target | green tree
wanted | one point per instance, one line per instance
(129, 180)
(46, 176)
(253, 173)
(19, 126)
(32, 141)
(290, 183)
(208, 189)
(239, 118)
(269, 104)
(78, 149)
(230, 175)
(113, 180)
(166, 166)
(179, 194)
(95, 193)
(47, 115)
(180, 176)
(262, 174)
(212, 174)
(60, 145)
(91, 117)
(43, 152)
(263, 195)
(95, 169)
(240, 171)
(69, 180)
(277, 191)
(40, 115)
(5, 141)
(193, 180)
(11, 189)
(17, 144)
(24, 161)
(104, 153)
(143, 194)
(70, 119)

DESCRIPTION OF THE TASK:
Print every line of the entries above, reproducing each one without any change.

COMPLETED EXERCISE:
target | green tree
wanted | one point per instance, one line per instance
(129, 180)
(46, 176)
(253, 173)
(19, 126)
(32, 141)
(290, 183)
(208, 189)
(239, 118)
(269, 104)
(78, 149)
(230, 175)
(113, 180)
(166, 166)
(179, 194)
(95, 193)
(47, 115)
(180, 176)
(262, 174)
(212, 174)
(60, 145)
(91, 117)
(43, 152)
(263, 195)
(95, 169)
(240, 171)
(69, 180)
(277, 191)
(40, 115)
(5, 141)
(193, 180)
(11, 189)
(17, 144)
(24, 161)
(104, 153)
(143, 194)
(70, 119)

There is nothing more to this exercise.